### Dataset extract
━━━━

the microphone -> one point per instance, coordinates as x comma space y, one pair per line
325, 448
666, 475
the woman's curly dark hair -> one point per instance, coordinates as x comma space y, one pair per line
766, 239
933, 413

━━━━

### Instructions for the task
A faithful, complete copy of the entries above is required.

### Answer to the exercise
the microphone -> one point per instance, coordinates as x comma space y, one pair per line
325, 448
666, 475
the woman's curly dark hair -> one point per instance, coordinates as x comma space y, one pair per line
766, 239
933, 413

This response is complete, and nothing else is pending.